BRANO DA ESAMINARE:
____

Mercalli spiega che la sua scelta non vuole essere un invito universale a fare altrettanto per difendersi dal riscaldamento globale, ma a illustrare una possibilità: abbiamo tante borgate trascurate in Italia, nelle terre alte ma anche nelle montagne di mezzo, tra i seicento e i millecinquecento metri, cui Mauro Varotto ha dedicato di recente un libro importante, Montagne di mezzo (Einaudi, 2020).

 

A fronte di una pianura ipersfruttata e inquinata, ecco l’idea di recuperare l’altezza e le tante abitazioni “dai camini spenti”. Il suo progetto riuscito è un desiderio individuale, motivato da passioni e valutazioni personali, ma ha anche una valenza più ampia, che si coglie bene quando l’autore smonta l’idea che si possa andare a vivere in montagna solo imparando ed esercitando uno dei lavori tipici e tradizionali del mondo rurale. Ormai la possibilità di lavorare da remoto, accentuata dalla recente pandemia ma in costante sviluppo da anni, permette di svolgere anche lavori sinora tipici delle città. È questo l’elemento nuovo proposto nel libro, utilizzare le grandi possibilità fornite dal progresso tecnico e scientifico per recuperare e salvaguardare l’ambiente, la natura e il nostro futuro. 

Andrebbero evitate le iniziative di breve respiro, quelle dei soldi subito e impianti abbandonati nei tempi a venire. Mercalli elenca i disastri di ferro e cemento, le irreversibili distruzioni di boschi e pascoli, causati dalle Olimpiadi invernali del 2006. Sono lì, in Piemonte, sotto gli occhi di tutti. Una volta rovinati paesaggio e contesto agropastorale, cosa resta? Che futuro può avere un’area montana cementificata e piena di ferraglia arrugginita, senza più alberi, pascoli e colture? “La pista da bob di Cesana Pariol è costata 140 milioni di euro e il suo serpente cementizio ha avvinghiato per sempre un versante coperto di pascoli e larici secolari.

 

 

Dopo il breve utilizzo per le gare ha subito un degrado che l’ha resa un rudere spettrale, depredata da continui furti di rame dei cavi elettrici, trasformatasi in bomba ecologica per le 50 tonnellate di ammoniaca contenute nell’impianto refrigerante privo di sorveglianza, al punto da essere smantellata nel 2011 per motivi di sicurezza ambientale. Soldi buttati, ambiente violentato”. Stessa storia è avvenuta con il trampolino di salto sugli sci di Pragelato e l’impianto di biathlon di San Sicario, per tanti altri casi di irreversibili distruzioni ambientali, inutili sprechi di risorse a vantaggio dell’avidità di pochi. Ci restano i ruderi e un ambiente devastato per sempre. Adesso purtroppo, lo scenario si sta in parte ripetendo, in Lombardia e in Veneto, in vista delle prossime Olimpiadi invernali.

____

DATI DA ANALIZZARE:
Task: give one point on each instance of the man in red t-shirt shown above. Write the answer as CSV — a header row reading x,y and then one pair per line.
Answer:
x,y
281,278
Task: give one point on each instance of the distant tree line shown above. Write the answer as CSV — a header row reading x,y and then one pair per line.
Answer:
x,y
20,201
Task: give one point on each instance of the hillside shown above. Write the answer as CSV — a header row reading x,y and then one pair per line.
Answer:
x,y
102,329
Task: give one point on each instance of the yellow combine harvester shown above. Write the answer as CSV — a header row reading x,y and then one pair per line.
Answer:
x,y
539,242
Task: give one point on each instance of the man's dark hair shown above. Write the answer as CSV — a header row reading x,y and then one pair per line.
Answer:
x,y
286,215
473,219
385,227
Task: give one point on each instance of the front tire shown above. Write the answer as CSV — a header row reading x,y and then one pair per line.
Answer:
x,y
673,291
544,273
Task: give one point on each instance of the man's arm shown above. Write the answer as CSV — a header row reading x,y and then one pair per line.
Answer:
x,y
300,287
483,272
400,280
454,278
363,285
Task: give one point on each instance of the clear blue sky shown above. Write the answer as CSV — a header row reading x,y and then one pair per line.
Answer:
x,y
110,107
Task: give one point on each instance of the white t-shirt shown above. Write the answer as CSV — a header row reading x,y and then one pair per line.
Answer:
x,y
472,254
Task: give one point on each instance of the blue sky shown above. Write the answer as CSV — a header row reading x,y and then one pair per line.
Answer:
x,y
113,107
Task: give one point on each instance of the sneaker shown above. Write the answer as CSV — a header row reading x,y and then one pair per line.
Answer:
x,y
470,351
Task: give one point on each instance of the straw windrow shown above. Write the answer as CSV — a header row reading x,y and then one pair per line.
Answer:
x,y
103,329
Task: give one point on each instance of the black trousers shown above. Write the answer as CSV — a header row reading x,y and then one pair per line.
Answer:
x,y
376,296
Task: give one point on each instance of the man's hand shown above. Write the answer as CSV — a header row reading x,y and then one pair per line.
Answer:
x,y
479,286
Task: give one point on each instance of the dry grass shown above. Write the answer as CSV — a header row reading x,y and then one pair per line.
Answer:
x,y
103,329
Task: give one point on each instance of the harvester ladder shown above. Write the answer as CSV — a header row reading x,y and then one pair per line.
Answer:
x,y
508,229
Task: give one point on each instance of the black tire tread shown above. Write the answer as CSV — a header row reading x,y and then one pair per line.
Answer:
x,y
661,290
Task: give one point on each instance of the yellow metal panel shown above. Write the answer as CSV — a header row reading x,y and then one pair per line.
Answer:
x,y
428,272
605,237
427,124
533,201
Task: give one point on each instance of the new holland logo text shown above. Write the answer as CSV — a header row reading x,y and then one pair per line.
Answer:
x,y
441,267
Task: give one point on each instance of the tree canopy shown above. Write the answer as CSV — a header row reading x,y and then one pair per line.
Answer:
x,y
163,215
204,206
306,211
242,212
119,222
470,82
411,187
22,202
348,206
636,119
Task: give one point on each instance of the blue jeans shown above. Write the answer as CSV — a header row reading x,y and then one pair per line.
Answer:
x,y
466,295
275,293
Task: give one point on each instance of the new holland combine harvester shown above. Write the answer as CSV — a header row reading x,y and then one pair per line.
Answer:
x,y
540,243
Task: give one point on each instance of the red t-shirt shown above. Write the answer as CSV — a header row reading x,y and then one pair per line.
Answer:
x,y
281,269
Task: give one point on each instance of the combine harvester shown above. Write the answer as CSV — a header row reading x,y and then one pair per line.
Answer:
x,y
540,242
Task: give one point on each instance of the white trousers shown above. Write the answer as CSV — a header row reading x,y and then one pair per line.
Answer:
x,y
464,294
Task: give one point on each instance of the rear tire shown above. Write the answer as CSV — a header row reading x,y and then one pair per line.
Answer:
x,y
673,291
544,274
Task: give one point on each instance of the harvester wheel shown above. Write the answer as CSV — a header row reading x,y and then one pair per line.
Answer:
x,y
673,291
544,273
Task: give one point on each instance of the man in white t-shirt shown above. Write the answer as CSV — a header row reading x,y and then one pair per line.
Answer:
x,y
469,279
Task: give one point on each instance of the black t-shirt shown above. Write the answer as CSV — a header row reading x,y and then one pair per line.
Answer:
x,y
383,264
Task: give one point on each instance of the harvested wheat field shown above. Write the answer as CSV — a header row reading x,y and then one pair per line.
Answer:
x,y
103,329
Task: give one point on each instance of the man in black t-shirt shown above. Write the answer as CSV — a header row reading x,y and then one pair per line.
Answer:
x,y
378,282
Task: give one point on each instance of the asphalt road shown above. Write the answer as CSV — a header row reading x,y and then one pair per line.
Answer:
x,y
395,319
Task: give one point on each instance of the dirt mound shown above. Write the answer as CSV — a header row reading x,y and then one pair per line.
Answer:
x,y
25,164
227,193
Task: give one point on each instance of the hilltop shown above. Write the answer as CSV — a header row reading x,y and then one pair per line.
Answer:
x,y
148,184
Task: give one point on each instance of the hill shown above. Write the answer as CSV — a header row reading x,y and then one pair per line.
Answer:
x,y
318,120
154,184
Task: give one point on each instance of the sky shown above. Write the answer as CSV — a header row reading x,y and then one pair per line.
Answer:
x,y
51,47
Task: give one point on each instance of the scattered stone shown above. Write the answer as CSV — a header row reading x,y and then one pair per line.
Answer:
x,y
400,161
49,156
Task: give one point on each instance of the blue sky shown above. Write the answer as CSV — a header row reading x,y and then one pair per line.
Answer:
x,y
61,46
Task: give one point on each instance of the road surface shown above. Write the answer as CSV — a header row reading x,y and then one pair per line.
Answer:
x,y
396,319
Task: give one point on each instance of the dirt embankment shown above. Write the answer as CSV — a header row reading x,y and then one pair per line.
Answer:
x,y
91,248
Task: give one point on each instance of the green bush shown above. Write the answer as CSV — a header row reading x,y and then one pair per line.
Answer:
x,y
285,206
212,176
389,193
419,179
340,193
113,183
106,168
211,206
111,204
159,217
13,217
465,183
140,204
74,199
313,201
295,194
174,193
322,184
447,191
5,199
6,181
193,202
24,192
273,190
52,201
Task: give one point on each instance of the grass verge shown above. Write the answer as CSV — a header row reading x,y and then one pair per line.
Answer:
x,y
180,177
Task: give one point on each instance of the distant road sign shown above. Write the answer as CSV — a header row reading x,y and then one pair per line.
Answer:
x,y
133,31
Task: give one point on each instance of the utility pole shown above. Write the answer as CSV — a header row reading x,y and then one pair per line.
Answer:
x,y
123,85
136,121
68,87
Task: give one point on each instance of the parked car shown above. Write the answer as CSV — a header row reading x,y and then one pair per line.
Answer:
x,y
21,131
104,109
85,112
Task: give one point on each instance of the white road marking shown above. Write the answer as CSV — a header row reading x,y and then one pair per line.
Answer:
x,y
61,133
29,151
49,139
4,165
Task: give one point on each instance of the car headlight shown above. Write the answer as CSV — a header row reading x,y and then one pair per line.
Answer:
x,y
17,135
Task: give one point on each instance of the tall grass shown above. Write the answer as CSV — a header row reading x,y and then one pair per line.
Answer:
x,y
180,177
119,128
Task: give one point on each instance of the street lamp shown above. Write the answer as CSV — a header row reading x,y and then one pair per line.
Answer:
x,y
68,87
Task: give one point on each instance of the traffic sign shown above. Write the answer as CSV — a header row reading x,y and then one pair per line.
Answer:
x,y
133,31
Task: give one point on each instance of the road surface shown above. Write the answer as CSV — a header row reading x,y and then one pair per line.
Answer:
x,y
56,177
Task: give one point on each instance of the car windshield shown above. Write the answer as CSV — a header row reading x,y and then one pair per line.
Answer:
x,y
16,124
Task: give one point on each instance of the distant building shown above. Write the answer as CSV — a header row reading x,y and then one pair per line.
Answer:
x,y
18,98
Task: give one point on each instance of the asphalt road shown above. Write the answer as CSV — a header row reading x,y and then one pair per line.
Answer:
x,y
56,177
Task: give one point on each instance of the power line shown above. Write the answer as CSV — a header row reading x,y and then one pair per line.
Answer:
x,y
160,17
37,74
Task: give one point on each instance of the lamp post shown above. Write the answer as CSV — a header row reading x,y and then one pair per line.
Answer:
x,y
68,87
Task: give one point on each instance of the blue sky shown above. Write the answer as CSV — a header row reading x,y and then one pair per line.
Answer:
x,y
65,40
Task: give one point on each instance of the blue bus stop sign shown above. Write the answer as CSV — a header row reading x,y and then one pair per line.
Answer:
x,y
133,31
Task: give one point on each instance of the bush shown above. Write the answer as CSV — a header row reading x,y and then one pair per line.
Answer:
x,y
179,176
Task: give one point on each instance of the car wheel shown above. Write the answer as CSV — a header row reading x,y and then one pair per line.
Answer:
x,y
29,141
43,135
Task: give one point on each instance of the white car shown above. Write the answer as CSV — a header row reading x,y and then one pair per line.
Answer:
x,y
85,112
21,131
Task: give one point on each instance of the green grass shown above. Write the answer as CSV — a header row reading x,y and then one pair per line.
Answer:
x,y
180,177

____

Spiega in una, due o tre frasi perché, secondo il brano, la pista da bob di Cesana Pariol venne smantellata nel 2011. Le righe non servono in alcun modo per questo lavoro.

Fu smantellata per motivi di sicurezza ambientale. Dopo il breve utilizzo per le gare si era degradata fino a diventare una bomba ecologica, a causa delle 50 tonnellate di ammoniaca contenute nell'impianto refrigerante privo di sorveglianza.